Source data =>
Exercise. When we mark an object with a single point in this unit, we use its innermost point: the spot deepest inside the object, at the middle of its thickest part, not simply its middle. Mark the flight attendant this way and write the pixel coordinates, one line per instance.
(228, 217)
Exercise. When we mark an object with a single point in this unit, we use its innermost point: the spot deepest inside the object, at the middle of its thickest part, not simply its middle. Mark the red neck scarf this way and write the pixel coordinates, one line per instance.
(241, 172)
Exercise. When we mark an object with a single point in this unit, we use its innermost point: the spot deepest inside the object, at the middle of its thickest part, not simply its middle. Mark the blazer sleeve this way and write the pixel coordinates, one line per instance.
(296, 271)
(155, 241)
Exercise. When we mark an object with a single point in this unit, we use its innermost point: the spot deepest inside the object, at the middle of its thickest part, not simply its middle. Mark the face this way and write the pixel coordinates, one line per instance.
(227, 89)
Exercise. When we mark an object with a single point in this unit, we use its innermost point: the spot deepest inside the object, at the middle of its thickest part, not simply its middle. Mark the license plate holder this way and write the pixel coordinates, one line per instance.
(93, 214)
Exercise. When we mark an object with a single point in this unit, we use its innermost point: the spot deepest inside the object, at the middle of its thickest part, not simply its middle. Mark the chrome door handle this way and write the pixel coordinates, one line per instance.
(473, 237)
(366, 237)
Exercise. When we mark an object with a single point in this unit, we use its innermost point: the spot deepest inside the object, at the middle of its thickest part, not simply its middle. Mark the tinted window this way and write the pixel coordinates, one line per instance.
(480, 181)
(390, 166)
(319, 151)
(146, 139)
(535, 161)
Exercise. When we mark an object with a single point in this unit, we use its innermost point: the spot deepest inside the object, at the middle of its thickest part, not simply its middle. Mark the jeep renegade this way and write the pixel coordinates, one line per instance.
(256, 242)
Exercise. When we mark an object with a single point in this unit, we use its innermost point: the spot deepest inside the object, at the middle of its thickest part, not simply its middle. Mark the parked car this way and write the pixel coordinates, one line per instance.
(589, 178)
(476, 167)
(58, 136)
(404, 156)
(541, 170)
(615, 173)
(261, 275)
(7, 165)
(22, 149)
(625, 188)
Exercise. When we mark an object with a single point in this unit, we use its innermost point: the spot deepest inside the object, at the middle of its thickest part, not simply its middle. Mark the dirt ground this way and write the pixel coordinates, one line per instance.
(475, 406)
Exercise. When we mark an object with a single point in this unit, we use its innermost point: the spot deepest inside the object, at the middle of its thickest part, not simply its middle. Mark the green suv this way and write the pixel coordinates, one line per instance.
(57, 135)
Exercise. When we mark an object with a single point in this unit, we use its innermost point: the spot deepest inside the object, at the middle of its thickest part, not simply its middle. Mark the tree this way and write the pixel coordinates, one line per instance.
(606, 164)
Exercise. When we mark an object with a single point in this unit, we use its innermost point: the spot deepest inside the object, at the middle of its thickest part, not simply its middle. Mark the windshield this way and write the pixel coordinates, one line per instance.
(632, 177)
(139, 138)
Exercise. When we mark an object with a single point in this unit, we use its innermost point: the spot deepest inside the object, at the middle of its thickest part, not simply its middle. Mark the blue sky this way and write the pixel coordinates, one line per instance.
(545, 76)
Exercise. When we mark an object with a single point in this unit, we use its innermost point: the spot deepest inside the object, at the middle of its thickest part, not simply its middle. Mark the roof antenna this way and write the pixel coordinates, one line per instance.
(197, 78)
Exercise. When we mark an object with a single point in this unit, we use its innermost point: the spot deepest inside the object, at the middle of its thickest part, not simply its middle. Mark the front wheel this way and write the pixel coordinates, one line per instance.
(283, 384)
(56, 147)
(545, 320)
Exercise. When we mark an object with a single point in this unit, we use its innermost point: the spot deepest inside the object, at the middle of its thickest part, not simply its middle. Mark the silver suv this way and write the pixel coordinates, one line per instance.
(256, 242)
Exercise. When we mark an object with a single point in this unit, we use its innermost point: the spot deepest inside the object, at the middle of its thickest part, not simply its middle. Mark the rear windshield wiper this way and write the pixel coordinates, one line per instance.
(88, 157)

Exercise objective =>
Repeat each entry above exactly as shown.

Output for this task =>
Exercise. When we mark an object with a single point in this unit, we use its innermost point: the spot deepest inside the object, at the middle of its thickest part, not simply its middle. Mark the flight attendant this way and write the pixel coordinates, one line per instance.
(228, 217)
Exercise. When we mark an object with a single point in this unit, we use its innermost point: the spot deepest inside the object, at the middle of its thickest part, not simply its middle. Mark the red neck scarf this way and write the pixel coordinates, one line per instance.
(241, 172)
Exercise. When we mark an object with a single point in this unit, we use its innermost point: the spot deepest inside the object, at the middle of its thickest part, not simply its middle. Mark the blazer sleeve this way and write the pixel coordinates, one line per instance.
(296, 271)
(155, 241)
Exercise. When we mark an object with a single point in this unit, we use its innermost point: the spot deepest inside the object, at the middle of its thickest part, not simply its middle. Mark the face this way and write the pixel coordinates, one line per instance.
(227, 89)
Exercise. When we mark an object with a single point in this unit, we use its innermost point: the spot deepest inside the object, at the middle of its thickest part, not simply its middle. Mark the license plate holder this way and write the pixel coordinates, one line per instance.
(93, 214)
Exercise. When we mark an object with a single point in this unit, we use its innermost point: the spot deepest inside the object, at the middle of its thickest part, not simply its middle. Mark the chrome door handle this way and write the pixel coordinates, one line per instance.
(473, 237)
(366, 237)
Exercise. When we mark an object with a single point in this unit, we use its innermost point: the spot deepest inside the object, at the middle of its thickest part, not simply its middle. Mark the tinted window this way and write the pixel coordinates, one line per instance.
(480, 181)
(390, 166)
(319, 151)
(146, 139)
(535, 161)
Exercise. When we mark an object with a single point in this unit, we use its innermost point: the spot deepest inside the object, at the middle of its thickest part, not simply its middle. Mark the jeep renegade this way and write the pixel coordinates, one line per instance.
(256, 242)
Exercise. When we mark an object with a single point in this unit, we use its innermost point: the spot deepest inside the object, at the middle of its thickest part, not simply its middle. Mark the parked car this way and write the pixel coordinates, one line per instance.
(589, 178)
(476, 167)
(58, 136)
(404, 156)
(541, 170)
(615, 173)
(261, 275)
(7, 165)
(22, 149)
(625, 188)
Exercise. When we mark an object with a single point in this unit, we use its innermost point: the spot deepest inside the object, at the middle of its thickest part, not simply its middle. Mark the dirt ground this way and write the pixel coordinates, one line per instance.
(475, 406)
Exercise. When we mark an object with a single point in this unit, we use its innermost point: the spot deepest inside the object, at the middle of its thickest part, not simply its middle. Mark the green suv this way and write the pixel coordinates, one line per instance.
(57, 135)
Exercise. When we mark an object with a single point in this unit, we use its innermost point: the spot deepest inside the object, at the middle of its thickest part, not simply its middle. Mark the tree this way and write the pixel coordinates, one line per instance.
(606, 164)
Exercise. When we mark an object with a single point in this unit, we use its innermost point: the spot deepest inside the object, at the middle of its thickest part, not simply its middle. Mark the windshield this way and write the pixel coordinates, one line per instance.
(632, 177)
(139, 138)
Exercise. When we mark an object with a single point in this unit, we use its innermost point: the spot deepest inside the object, at the middle of its thickest part, not simply its middle. Mark the blue sky this way and write the pixel coordinates, one line per instance.
(545, 76)
Exercise. When we mark an object with a single point in this unit, we use its innermost point: the spot deepest inside the object, at the middle of its thickest part, not simply its middle. Mark the roof antenna this way and write the pixel coordinates, one line per instance.
(197, 78)
Exercise. When we mark an object with a single point in this unit, we use its innermost point: the spot deepest inside the object, at the middle of its thickest part, not simply its middle. Mark the front wheel this way and write the pixel coordinates, one line per instance.
(283, 384)
(56, 147)
(545, 320)
Exercise. When we mark an object with a single point in this unit, we use its innermost point: the spot deepest inside the object, at the middle of its thickest part, not simply its middle. Mark the silver suv this way and write the pixel coordinates, one line per instance.
(256, 242)
Exercise. When we mark an object with a single point in this unit, we use its innermost point: the spot deepest inside the object, at the middle of its thickest part, not simply its middle. Mark the rear windshield wiper this way and write the pixel coordinates, one line per instance.
(88, 157)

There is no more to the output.